DIRECTIONS FOR THIS TASK
Below are some entries. Output each one exactly as it appears.
[START SUPPLIED DATA]
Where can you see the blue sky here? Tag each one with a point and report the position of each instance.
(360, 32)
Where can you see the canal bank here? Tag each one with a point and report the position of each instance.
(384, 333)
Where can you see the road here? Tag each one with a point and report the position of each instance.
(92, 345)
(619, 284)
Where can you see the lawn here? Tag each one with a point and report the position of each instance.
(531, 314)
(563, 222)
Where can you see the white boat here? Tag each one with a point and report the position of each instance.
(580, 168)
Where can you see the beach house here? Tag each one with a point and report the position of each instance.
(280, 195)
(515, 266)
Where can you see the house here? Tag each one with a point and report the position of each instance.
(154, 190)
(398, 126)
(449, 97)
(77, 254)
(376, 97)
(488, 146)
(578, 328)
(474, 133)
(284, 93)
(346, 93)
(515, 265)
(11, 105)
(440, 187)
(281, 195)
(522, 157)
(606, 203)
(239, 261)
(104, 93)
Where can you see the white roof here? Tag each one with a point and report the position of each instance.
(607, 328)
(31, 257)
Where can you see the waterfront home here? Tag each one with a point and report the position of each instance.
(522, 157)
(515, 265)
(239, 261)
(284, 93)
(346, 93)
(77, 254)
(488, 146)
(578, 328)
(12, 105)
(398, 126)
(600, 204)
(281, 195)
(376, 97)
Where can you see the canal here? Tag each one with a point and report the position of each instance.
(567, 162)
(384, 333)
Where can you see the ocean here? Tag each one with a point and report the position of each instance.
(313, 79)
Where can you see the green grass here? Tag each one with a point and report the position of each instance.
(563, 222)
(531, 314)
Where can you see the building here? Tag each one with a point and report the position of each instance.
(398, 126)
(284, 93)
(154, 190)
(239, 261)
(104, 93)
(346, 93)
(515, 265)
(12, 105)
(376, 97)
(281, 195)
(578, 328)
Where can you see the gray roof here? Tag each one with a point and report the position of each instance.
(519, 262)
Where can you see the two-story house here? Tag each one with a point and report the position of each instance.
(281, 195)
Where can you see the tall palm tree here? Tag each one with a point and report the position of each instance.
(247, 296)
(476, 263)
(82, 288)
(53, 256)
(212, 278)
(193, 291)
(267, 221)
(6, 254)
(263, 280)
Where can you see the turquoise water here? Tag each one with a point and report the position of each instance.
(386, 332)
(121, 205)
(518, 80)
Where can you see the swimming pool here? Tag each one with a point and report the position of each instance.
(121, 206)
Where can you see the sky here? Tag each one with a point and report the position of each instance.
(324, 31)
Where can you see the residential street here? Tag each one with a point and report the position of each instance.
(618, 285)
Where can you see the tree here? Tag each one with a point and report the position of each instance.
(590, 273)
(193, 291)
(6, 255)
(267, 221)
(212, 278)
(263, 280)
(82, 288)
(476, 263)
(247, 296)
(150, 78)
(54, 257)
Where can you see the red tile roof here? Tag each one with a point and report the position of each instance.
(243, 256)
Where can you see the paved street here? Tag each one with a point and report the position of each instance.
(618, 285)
[END SUPPLIED DATA]
CORRECT RESULT
Where can you see the blue sky here? Tag each one with a point and report the position of each instance.
(360, 32)
Where can you see the canal bank here? Tag each one with a point and report the position of each instance.
(384, 333)
Where can you see the road here? Tag each one with a point and report the position of each instance.
(92, 345)
(619, 284)
Where can you see the lawn here? Tag each one with a point and report the position of each instance.
(531, 314)
(563, 222)
Where can you see the white boat here? Tag each one with a point and report the position of each instance.
(580, 168)
Where can you see the beach house here? Tag each one with a point and report the position of each instance.
(280, 195)
(515, 266)
Where can you see the house here? Tag each one with a point and report the position of each instance.
(154, 190)
(398, 126)
(449, 97)
(77, 254)
(376, 97)
(488, 146)
(578, 328)
(474, 133)
(284, 93)
(346, 93)
(515, 265)
(11, 105)
(440, 187)
(281, 195)
(522, 157)
(606, 203)
(239, 261)
(104, 93)
Where can you see the white roof here? Tag each one with a point and report the position of each instance.
(607, 328)
(31, 257)
Where can you see the waterfront home here? Tag each one with a point and report the position of each instance.
(522, 157)
(515, 265)
(239, 261)
(284, 93)
(346, 93)
(77, 254)
(488, 146)
(578, 328)
(12, 105)
(398, 126)
(600, 204)
(281, 195)
(376, 97)
Where can you see the canal here? Tag each one with a point and report the position of each instance.
(567, 162)
(384, 333)
Where can you see the ocean here? Tag each one with a point and report the position of each instance.
(313, 79)
Where can you see the green grass here? Tag each one with a point and report the position of each instance.
(563, 222)
(531, 314)
Where can you see the building here? Tag each one with a point and report the position of each instance.
(398, 126)
(284, 93)
(154, 190)
(239, 261)
(104, 93)
(346, 93)
(515, 265)
(12, 105)
(376, 97)
(281, 195)
(578, 328)
Where can you see the gray roof here? Tag each one with a point and report the position of each instance.
(519, 262)
Where can you see the two-story house here? Tag each one with a point and report the position of each instance.
(281, 195)
Where can you see the tall palm tree here? Tag each one with a point and report the position of each instance.
(247, 296)
(476, 263)
(82, 288)
(53, 256)
(212, 278)
(193, 291)
(267, 221)
(6, 254)
(263, 280)
Where can you see the turquoise water here? Tag each one with a point and report the position of each instance.
(386, 332)
(121, 205)
(518, 80)
Where can you see the swimming pool here? Tag each one with a point and report the position of each instance.
(121, 206)
Where can you see the sky here? Tag each one with a point and report the position of each instance.
(324, 31)
Where can you see the residential street here? Tag each one with a point and report the position of each instance.
(618, 285)
Where can you see the tree here? Tag each one with a point and report the position of each instance.
(590, 273)
(193, 291)
(6, 255)
(267, 221)
(212, 278)
(263, 280)
(82, 288)
(476, 263)
(247, 296)
(150, 78)
(54, 257)
Where can you see the red tile roof here? Tag each one with a point and report the position of each instance.
(243, 256)
Where can you see the paved street here? Tag each one with a point and report the position of each instance.
(618, 285)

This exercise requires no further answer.